Point-based annotation data:

_ _ _ _

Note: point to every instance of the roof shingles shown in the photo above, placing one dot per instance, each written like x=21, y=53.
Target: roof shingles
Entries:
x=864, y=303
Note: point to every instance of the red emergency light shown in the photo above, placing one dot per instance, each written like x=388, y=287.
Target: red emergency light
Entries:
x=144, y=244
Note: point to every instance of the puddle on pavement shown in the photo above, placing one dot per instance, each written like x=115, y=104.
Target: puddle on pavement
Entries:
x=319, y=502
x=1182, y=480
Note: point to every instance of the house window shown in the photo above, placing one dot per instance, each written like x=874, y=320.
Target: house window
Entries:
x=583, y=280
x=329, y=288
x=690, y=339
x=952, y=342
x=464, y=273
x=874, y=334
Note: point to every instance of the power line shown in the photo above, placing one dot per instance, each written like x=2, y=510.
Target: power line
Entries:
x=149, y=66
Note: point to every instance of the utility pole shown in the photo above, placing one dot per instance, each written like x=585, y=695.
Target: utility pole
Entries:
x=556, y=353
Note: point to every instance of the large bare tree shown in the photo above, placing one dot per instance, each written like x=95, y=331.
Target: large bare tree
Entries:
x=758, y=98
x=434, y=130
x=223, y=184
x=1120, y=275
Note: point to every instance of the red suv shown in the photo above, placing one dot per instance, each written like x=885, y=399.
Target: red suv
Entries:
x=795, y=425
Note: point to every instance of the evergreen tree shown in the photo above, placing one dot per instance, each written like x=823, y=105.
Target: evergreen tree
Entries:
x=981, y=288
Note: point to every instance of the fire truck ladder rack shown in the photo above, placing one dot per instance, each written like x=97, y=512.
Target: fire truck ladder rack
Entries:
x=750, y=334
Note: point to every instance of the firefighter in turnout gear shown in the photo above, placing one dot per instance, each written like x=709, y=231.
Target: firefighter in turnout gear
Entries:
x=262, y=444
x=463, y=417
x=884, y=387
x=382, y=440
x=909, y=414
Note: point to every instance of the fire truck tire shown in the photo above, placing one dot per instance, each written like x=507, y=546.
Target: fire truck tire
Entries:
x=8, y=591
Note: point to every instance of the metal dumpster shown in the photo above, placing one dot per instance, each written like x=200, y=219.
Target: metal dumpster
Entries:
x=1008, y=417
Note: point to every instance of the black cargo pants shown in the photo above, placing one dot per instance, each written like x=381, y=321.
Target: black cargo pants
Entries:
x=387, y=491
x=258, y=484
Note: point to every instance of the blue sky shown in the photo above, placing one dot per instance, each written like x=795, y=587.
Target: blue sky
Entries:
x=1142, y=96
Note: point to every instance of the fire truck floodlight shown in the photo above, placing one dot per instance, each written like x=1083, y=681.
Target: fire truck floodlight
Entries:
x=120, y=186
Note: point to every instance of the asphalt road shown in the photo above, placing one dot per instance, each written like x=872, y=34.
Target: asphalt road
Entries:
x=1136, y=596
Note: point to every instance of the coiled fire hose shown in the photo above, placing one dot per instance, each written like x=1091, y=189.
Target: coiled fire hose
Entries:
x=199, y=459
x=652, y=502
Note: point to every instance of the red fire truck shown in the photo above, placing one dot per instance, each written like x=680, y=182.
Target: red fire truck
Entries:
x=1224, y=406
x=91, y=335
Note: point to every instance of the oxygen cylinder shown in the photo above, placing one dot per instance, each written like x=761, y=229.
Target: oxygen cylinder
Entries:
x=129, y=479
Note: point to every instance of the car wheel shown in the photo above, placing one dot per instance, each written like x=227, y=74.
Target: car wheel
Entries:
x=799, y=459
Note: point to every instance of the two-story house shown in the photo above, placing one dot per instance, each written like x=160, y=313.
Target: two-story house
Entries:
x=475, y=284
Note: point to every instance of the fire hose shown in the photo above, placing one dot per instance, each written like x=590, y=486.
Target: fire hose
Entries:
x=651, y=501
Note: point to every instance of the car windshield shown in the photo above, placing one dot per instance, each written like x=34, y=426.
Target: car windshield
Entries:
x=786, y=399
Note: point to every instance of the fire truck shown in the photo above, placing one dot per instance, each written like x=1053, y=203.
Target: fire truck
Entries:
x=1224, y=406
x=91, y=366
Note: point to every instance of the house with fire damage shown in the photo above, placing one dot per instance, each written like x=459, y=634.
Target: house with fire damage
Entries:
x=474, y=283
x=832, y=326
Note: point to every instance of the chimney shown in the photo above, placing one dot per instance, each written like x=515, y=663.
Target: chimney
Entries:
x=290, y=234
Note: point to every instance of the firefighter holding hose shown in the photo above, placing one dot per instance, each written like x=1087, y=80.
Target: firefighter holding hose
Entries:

_ _ _ _

Goal of the exercise
Print the stretch of items above from the line containing "Note: point to every instance of the fire truck floodlight" through the line containing "x=120, y=186", both included, reproducing each line verbatim.

The answer
Note: point to every instance of the fire truck floodlight shown in the photo above, placing one dot per instance, each written like x=1083, y=681.
Target: fire truck floodlight
Entries:
x=120, y=186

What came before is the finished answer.